## Compito
Rispondi per favore a queste domande sull'estratto della pagina:
(a) In quale periodo Sebastiano Satta ha riportato parole, annotazioni e versi nel manoscritto?
(b) Chi è la curatrice dell'edizione critica?
(c) Durante quale soggiorno Satta incontrò Giosuè Carducci?

## Estratto della pagina
--------
Le parole sono semi, le etimologie radici; nel giardino della scrittura, poetica o in prosa, si trova sempre un luogo deputato ad accogliere i neologismi, le nuove creazioni e gli esperimenti, perciò possiamo definire quasi un semenzaio il manoscritto rilegato con filo bianco e nero sul quale Sebastiano Satta, il maggior cantore dell'identità sarda dell'Ottocento isolano, ha riportato parole, annotazioni e versi in un periodo di tempo compreso tra il 1898 e il 1912. Si tratta di uno "zibaldone, compagno di lettura e archivio di curiosità", come ci informa Simona Pilia, la curatrice dell'edizione critica (Sebastiano Satta, Leggendo ed annotando, Cagliari, Centro di Studi Filologici Sardi/Cuec, 2005, pp. 308, € 15), che nell'introduzione ricostruisce l'ambiente culturale nel quale sono maturate le amicizie, specialmente con letterati e artisti, i percorsi poetici e stilistici, sia nell'isola che nel soggiorno bolognese dovuto al servizio militare, durante il quale incontrò il suo modello e maestro Giosuè Carducci.
--------
## Dati forniti
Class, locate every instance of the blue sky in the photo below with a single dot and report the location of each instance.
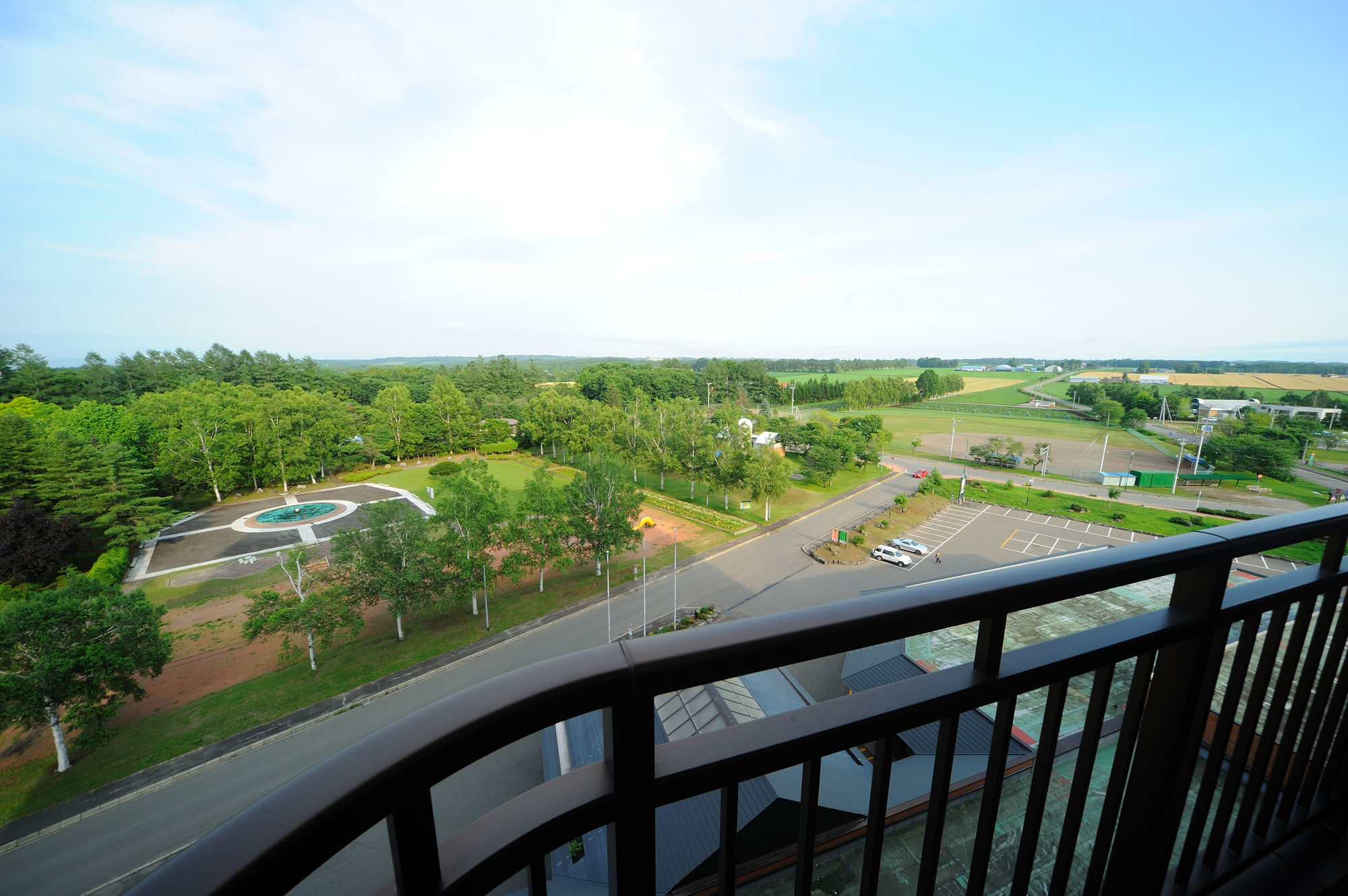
(787, 179)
--------
## Soluzione
(a) Tra il 1898 e il 1912.
(b) Simona Pilia.
(c) Durante il soggiorno bolognese dovuto al servizio militare.